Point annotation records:

________________________

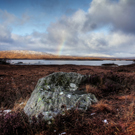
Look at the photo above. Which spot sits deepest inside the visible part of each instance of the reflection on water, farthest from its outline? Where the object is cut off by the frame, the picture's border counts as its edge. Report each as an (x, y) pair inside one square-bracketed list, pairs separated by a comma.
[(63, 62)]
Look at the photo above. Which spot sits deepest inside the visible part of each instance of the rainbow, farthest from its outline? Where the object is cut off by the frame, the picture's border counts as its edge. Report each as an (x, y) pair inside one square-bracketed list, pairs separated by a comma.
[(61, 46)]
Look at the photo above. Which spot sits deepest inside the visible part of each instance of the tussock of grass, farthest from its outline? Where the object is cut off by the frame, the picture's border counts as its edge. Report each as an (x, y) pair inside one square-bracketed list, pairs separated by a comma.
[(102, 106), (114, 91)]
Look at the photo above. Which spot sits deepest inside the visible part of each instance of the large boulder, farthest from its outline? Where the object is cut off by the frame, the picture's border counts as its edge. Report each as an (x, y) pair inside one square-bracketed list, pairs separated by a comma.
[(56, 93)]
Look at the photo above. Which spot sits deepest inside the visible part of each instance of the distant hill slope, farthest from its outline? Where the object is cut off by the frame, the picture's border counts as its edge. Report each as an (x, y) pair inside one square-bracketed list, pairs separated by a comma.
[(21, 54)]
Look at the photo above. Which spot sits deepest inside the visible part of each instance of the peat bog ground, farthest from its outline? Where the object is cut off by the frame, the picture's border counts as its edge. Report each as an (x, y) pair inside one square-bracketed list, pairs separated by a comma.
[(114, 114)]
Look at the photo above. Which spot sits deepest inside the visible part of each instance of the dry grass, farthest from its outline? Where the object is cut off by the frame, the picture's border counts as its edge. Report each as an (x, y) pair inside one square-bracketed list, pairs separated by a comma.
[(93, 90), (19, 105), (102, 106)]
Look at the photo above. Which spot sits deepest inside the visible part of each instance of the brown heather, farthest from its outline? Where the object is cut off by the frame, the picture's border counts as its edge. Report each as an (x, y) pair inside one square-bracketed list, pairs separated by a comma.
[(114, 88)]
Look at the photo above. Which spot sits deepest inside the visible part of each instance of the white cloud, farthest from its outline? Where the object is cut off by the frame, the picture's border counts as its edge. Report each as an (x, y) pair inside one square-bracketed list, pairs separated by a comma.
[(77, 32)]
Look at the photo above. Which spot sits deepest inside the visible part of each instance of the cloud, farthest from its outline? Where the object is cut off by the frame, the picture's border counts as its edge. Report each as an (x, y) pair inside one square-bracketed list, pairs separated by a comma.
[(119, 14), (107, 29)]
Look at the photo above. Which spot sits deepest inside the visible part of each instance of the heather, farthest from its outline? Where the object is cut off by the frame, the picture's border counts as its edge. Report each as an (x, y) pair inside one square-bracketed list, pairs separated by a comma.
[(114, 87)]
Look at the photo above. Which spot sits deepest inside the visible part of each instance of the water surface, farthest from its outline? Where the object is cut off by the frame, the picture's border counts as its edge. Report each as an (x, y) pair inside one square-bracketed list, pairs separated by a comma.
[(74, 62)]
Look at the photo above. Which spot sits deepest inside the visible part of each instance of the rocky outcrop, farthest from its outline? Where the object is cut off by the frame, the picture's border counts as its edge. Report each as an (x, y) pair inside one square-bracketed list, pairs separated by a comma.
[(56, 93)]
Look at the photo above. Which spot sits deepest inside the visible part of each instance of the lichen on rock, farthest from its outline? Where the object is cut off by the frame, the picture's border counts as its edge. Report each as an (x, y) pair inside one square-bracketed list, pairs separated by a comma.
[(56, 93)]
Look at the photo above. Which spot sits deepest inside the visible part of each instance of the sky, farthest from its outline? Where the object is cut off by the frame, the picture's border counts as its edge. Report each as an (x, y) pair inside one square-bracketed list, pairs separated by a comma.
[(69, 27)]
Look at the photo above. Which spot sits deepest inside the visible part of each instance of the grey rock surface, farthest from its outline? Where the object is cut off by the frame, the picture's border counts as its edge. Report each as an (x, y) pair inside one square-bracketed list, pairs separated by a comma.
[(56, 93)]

________________________

# DIRECTIVE
Output as a numbered list the lines from the one containing "of the lichen" through the end of the records, leaving out any blank lines.

# EXERCISE SOLUTION
1. Look at the photo above. Which spot sits deepest inside the visible part of each instance of the lichen on rock, farthest from its outline? Where the object is cut off by the frame, the picture's border counts as its edge. Report each as an (x, y) pair inside one square-bracketed list, pairs separated by a comma.
2. [(56, 93)]
3. Look at the photo above. Which spot sits deepest inside the visible part of each instance of the sky, farthest from its outline? Where the object is cut off by the frame, the picture's border counts as its edge. Report each as an (x, y) pair inside one square-bracketed list, pairs separated by a comma.
4. [(69, 27)]
5. Look at the photo above. Which spot sits deepest inside the visible part of each instance of the grey rock surface, farthest from its outline? Where the object is cut off by the frame, the picture's border counts as its edge. Report each as an (x, y) pair inside one square-bracketed list, pairs separated by a comma.
6. [(56, 93)]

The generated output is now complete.